* DO THIS
Transcribe verbatim every line from the line containing "For the test set, locate each instance of the dirt infield" to the end of the entries, including both endpoints. Output nothing beyond those lines.
— START OF LISTED ENTRIES —
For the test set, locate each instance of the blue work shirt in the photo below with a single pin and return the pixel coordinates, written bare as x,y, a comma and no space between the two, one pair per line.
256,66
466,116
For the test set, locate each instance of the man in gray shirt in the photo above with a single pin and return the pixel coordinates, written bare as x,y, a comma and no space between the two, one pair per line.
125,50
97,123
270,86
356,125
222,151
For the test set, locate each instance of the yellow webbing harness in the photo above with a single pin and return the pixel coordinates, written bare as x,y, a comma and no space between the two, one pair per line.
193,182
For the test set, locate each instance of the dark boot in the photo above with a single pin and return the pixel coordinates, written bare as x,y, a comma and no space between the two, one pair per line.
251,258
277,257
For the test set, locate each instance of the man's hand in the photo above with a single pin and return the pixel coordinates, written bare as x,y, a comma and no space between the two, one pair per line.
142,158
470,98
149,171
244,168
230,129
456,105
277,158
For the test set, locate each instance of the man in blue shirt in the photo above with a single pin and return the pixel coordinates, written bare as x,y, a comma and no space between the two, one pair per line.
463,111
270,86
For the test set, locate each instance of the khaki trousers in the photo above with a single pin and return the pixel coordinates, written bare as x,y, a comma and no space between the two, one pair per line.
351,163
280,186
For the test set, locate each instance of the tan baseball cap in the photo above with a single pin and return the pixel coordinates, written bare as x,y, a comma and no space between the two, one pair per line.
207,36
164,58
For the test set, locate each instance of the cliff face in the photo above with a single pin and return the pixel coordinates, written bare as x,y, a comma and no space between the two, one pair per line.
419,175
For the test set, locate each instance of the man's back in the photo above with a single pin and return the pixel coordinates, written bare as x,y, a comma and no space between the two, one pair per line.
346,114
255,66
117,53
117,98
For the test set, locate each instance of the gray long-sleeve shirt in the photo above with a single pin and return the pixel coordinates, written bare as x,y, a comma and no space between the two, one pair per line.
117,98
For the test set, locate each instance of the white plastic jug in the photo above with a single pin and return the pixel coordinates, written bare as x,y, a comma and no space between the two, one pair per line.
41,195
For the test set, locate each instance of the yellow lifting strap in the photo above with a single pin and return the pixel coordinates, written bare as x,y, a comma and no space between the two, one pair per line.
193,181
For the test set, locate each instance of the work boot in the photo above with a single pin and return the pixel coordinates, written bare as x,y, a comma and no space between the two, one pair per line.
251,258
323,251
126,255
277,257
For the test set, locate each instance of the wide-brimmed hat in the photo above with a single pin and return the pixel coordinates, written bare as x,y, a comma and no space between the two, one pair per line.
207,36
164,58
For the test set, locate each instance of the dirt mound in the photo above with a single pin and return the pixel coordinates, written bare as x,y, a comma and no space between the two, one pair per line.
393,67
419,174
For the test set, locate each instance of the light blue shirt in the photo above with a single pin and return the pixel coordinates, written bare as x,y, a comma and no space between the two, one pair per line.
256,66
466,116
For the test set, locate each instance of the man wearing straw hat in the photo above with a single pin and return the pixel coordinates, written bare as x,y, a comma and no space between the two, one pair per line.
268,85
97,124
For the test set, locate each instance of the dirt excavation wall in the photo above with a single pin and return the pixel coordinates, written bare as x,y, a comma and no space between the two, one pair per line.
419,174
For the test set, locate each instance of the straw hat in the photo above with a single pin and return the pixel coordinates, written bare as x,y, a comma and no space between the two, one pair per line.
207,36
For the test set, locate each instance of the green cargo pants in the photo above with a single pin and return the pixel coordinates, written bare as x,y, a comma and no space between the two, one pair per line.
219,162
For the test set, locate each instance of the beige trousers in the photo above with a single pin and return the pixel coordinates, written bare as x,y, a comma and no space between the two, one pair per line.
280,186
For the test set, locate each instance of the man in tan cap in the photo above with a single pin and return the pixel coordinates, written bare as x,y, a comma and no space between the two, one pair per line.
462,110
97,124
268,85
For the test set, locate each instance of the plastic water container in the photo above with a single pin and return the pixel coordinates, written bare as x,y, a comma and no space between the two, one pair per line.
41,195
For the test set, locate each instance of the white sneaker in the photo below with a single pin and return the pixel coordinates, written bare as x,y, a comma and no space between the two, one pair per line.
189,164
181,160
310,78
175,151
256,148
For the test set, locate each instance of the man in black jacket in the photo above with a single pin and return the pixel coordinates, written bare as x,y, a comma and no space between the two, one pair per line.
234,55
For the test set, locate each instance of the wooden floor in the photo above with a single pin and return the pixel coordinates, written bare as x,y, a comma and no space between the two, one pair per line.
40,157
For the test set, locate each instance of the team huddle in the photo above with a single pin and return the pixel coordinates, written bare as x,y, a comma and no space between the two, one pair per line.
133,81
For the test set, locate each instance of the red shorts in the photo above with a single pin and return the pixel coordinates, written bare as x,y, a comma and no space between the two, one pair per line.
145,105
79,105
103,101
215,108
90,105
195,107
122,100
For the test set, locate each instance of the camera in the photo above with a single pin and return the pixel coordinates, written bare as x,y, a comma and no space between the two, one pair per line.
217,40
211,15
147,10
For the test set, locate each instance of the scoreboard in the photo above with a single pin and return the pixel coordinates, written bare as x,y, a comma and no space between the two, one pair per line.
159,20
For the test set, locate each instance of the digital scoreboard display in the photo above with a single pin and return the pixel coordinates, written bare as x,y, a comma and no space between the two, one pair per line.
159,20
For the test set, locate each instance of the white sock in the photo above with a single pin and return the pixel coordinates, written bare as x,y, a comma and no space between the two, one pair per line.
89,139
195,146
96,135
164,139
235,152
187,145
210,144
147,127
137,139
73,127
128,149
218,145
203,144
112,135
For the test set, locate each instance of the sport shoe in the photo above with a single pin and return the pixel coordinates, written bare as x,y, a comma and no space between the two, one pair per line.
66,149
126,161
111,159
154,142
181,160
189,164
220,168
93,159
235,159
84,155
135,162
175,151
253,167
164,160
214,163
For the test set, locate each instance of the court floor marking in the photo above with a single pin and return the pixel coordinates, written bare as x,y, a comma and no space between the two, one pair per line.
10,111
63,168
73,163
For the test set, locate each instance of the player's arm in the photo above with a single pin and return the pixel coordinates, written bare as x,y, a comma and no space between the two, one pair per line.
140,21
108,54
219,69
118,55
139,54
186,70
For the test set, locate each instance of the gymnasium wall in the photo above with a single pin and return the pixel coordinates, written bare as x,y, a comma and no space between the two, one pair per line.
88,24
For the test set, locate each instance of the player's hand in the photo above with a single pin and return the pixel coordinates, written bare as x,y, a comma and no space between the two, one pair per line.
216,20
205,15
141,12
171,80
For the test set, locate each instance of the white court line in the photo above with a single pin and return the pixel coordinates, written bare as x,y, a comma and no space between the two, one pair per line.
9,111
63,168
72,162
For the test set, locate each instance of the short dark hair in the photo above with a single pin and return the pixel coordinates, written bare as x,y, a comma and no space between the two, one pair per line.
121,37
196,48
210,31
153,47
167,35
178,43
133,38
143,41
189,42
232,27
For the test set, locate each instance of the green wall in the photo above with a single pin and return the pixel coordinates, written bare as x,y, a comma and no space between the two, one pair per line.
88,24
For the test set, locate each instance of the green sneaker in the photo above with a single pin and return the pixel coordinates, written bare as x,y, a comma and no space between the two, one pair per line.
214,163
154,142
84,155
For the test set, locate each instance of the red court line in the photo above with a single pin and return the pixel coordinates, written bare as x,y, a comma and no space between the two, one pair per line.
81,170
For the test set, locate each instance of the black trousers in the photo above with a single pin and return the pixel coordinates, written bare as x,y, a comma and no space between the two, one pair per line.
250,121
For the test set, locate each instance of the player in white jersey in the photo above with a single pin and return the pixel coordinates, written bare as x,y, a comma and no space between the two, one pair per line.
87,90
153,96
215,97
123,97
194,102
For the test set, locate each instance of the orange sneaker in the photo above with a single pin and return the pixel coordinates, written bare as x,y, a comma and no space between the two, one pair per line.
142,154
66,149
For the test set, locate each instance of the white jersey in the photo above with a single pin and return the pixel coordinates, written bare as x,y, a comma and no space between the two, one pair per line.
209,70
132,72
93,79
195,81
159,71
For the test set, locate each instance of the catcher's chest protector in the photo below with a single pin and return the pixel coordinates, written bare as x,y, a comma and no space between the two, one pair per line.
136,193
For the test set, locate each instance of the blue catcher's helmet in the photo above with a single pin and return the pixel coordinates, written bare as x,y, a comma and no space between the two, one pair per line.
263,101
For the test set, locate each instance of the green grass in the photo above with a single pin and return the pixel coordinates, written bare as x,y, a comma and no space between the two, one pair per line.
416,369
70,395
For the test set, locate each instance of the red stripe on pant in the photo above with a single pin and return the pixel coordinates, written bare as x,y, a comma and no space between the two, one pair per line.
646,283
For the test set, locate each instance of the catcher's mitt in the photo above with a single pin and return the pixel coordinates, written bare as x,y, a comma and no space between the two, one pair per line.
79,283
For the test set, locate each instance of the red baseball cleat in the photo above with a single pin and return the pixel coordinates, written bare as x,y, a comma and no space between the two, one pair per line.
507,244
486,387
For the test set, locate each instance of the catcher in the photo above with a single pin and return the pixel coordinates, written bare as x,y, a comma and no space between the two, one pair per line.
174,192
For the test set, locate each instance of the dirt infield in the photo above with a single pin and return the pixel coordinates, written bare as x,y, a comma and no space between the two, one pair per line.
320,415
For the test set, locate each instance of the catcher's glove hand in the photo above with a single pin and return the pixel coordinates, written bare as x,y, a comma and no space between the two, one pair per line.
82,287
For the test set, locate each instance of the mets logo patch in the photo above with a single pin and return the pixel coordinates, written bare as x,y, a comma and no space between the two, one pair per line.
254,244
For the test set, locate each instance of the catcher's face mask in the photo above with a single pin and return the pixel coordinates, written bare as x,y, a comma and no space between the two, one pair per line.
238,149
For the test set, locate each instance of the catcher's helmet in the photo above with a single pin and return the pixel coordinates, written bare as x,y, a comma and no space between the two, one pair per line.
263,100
— END OF LISTED ENTRIES —
* FINAL RESULT
For the test set, locate each instance of the dirt infield in the photo above with a single pin and return the pixel coordinates, written bare as x,y, a comma and no space between the two, one pair per line.
320,415
For the test set, locate each instance of the catcher's glove hand in the photo above with a single pin and return the pixel coordinates, written bare as x,y, a comma and no space between the two, one pair per line.
82,287
For the test set, locate each instance of the mets logo patch in the photo above with a single pin and return the pixel coordinates, written bare as x,y, a comma and no space between the two, one pair per line.
254,244
For the test set, locate each instance of the catcher's face mask in the photo above with a single pin and return the pixel coordinates, written bare as x,y, a comma and no space between the two, one pair per line.
238,149
For the test set, locate each instance of the catcher's helmet in the photo above with a single pin and return the pixel coordinates, written bare as x,y, a comma and no space between the two, one pair per line.
263,100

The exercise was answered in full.